▶ Task to complete
Can you reproduce the records from the line with "Where can you spot the white lane" through the line with "[[614, 177]]", both included, leaving the pictures out?

— Start Available records —

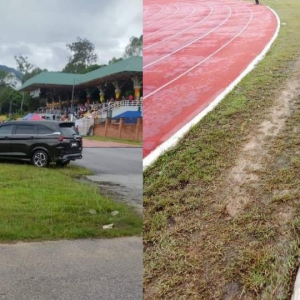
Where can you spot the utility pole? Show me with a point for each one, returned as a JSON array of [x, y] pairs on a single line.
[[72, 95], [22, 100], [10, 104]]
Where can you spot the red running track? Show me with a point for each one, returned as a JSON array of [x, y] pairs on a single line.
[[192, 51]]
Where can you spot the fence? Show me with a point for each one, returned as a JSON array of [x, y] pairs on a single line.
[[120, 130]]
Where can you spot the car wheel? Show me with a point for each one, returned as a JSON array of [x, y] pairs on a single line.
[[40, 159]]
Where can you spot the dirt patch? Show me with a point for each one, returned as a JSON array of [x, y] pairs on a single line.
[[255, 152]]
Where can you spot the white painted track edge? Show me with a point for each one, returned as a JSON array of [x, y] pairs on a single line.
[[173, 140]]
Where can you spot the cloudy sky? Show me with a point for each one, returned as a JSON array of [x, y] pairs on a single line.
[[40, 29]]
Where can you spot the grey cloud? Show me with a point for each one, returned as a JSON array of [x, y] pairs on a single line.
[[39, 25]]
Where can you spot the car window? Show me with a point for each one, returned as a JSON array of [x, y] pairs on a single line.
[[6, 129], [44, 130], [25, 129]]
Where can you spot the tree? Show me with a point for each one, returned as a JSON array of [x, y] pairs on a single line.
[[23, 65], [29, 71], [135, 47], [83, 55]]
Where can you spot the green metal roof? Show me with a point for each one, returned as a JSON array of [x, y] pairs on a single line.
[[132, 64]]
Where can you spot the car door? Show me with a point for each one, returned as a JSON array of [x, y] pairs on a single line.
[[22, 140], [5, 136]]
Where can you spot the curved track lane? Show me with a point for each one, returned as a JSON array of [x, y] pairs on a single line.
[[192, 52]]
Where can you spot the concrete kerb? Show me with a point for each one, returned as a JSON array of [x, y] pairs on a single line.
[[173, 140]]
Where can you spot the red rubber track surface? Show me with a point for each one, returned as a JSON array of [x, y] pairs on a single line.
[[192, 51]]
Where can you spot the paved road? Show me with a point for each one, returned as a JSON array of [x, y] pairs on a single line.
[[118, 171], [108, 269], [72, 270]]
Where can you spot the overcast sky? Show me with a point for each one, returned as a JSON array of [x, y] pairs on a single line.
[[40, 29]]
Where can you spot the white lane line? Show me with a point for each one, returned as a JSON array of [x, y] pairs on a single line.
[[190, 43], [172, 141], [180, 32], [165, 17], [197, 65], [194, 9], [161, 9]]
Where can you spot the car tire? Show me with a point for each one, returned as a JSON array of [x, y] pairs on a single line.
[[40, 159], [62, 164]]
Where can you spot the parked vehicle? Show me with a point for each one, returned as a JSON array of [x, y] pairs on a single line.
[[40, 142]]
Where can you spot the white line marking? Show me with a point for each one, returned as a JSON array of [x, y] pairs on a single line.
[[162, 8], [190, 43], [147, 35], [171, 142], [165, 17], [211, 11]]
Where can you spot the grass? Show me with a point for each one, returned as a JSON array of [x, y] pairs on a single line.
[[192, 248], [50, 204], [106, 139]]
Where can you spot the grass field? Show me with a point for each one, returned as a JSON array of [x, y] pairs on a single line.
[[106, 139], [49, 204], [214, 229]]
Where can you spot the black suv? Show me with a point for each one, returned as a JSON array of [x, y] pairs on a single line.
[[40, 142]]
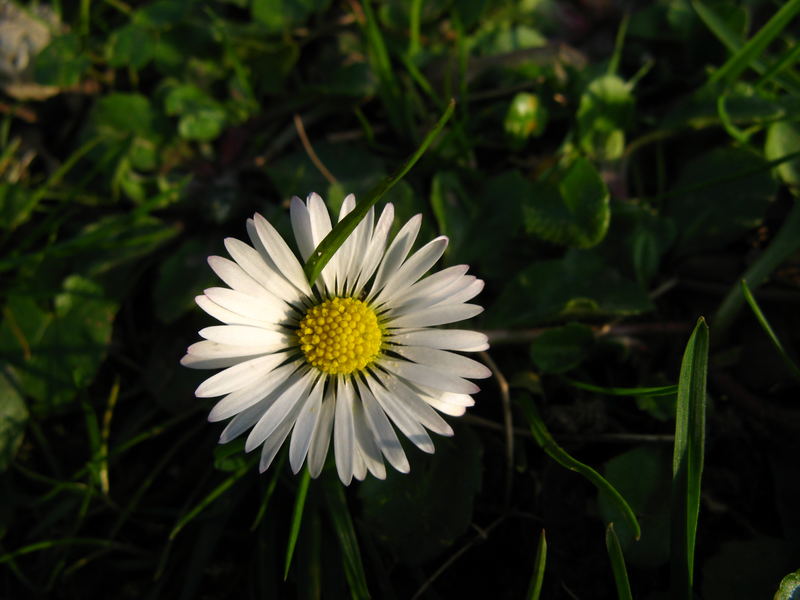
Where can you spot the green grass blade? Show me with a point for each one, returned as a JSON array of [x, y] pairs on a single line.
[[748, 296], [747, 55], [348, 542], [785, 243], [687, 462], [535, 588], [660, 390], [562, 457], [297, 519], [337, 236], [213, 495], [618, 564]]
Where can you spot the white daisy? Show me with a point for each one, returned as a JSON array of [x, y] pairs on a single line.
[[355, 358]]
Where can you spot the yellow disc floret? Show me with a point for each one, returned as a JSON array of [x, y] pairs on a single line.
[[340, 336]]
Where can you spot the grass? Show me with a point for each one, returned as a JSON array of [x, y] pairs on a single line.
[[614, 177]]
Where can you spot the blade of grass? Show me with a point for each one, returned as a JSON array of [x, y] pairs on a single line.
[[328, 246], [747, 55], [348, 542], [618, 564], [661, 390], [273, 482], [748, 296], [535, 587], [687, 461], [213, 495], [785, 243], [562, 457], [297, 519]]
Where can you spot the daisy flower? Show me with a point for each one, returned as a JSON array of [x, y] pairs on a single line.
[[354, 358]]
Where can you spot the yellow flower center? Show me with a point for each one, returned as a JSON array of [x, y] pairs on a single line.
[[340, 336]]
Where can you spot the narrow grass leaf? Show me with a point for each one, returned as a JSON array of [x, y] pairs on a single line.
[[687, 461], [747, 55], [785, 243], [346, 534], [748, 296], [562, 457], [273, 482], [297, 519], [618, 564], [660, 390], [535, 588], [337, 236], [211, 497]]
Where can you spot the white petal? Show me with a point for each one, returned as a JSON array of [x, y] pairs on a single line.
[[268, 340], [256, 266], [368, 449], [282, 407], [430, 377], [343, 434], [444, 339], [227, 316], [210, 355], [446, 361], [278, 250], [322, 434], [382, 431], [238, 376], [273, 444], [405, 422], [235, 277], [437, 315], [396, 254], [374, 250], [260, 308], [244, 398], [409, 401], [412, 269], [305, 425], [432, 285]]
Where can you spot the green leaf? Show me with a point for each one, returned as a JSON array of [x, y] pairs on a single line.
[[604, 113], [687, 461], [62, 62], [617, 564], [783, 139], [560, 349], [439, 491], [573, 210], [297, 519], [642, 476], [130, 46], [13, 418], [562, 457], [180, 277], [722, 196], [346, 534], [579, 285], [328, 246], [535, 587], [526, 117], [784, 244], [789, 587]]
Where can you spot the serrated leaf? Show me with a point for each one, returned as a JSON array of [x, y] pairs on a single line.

— End Available records —
— Start Available records —

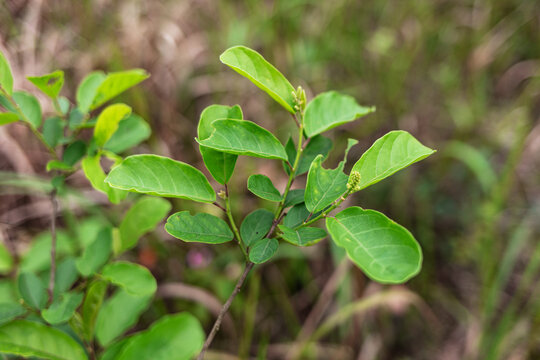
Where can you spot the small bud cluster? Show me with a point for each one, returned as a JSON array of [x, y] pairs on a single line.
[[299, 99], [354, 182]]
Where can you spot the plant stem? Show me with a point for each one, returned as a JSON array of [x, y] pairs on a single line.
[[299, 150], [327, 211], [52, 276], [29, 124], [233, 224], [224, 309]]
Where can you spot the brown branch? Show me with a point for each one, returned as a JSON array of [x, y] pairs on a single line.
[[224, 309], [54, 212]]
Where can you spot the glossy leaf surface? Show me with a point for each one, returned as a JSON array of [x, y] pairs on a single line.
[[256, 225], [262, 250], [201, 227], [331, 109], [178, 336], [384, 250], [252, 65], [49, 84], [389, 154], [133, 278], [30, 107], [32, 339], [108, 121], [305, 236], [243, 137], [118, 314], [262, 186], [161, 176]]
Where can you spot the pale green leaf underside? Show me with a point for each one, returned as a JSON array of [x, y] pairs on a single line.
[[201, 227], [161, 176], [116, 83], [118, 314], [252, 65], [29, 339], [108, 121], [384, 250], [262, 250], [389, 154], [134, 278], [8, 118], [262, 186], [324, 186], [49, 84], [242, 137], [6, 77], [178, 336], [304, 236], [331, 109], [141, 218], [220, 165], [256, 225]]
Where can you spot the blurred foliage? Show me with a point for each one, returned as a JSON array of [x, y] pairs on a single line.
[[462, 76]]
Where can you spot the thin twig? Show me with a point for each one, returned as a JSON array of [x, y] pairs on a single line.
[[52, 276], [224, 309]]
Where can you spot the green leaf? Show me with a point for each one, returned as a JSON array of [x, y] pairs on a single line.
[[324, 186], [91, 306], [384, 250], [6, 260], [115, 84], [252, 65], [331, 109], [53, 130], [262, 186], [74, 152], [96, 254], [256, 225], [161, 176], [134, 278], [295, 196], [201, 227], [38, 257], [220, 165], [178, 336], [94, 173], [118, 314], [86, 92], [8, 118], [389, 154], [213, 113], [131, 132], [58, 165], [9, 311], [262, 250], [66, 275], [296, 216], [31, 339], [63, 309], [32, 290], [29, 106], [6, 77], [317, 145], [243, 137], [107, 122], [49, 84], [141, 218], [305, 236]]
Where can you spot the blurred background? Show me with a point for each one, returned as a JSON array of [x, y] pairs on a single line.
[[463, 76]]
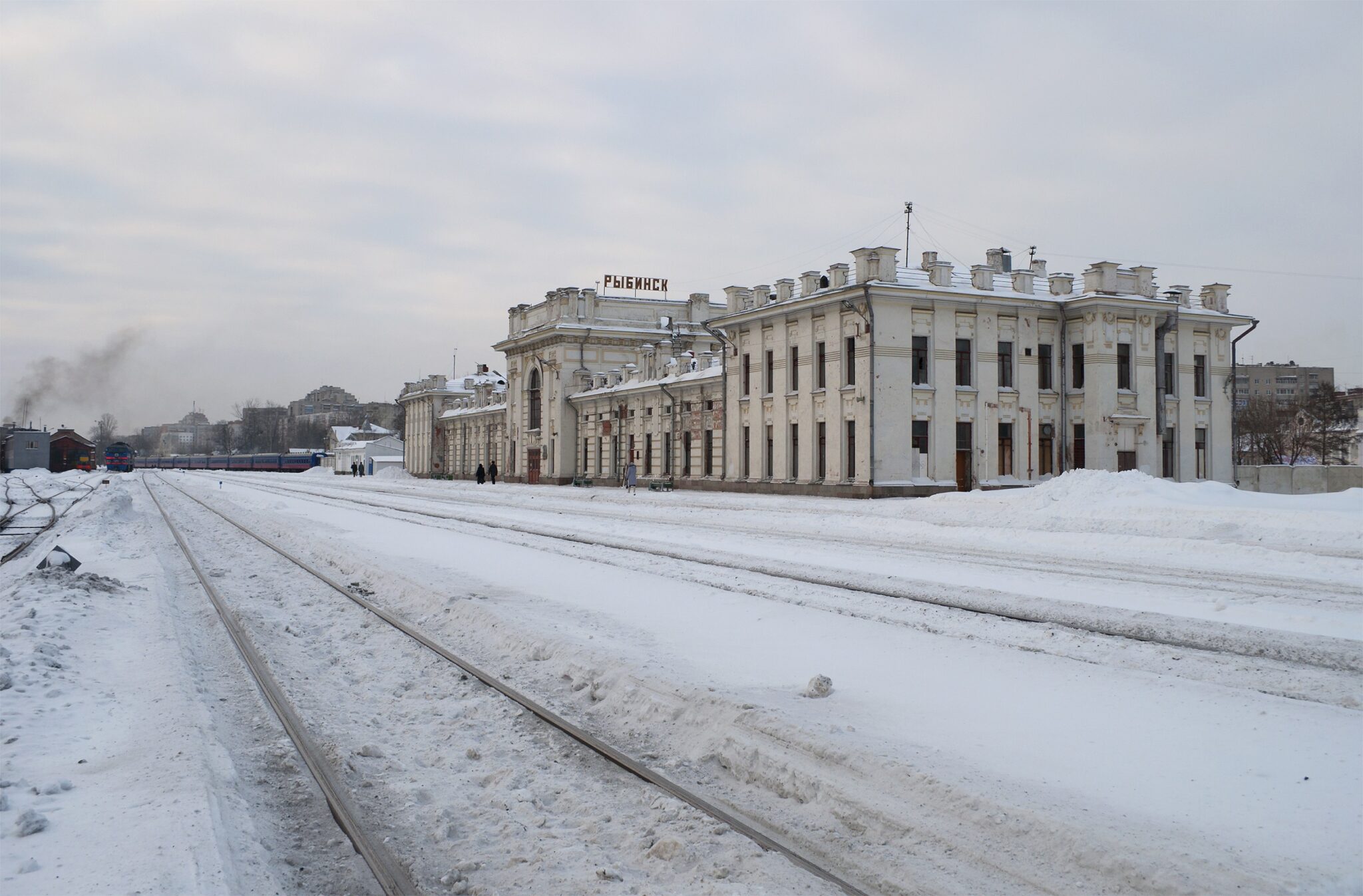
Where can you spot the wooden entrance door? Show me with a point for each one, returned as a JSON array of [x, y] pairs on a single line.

— End Available records —

▶ Answer to this task
Where can you spot the white lane line? Show me with a point for each one, returned as a JSON array of [x, y] pairs on a single line.
[[190, 43], [172, 141], [180, 32], [165, 17], [197, 65], [194, 9], [161, 9]]
Where can you spot the car tire? Show me with a point for each one, returned as a JSON array of [x, y] pairs on a single line.
[[40, 159], [62, 164]]
Where can you spot the parked vehicle? Show me with a point for each one, returned as a JSON array of [x, y] pairs on a single line.
[[40, 142]]
Where can you spot the white line marking? Show me with a point for each one, returned as a JSON array of [x, y] pairs on a single line.
[[162, 8], [190, 43], [147, 35], [171, 142], [165, 17], [211, 11]]
Where can you spot the grass? Show me with a point for each one, returned as a JSON array of [x, y] pairs on a single line.
[[192, 248], [50, 204], [106, 139]]
Where can you spot the grass field? Show me with a point for each one, returned as a JSON array of [x, y] pairs on a single line.
[[106, 139], [49, 204], [214, 229]]
Where can you spot the black suv? Show me with a point for each one, returned as a JSON array of [x, y] pairs on a single line.
[[40, 142]]
Where can you spot the green grass blade? Show me with a point for each one, returned as a JSON array of [x, y] pairs on a single line.
[[748, 296], [747, 55], [348, 542], [785, 243], [687, 462], [535, 588], [660, 390], [562, 457], [297, 519], [337, 236], [213, 495], [618, 564]]
Where can you spot the white daisy? Show me with a point for each one, returned as a JSON array of [x, y] pairs on a single line.
[[355, 358]]
Where can you spot the yellow disc floret? Show me with a point for each one, returned as a JSON array of [x, y] pairs on a single line.
[[340, 336]]
Where can you spot the grass? Show me with a point for each one, returned as a JSON array of [x, y] pairs on a single line.
[[614, 177]]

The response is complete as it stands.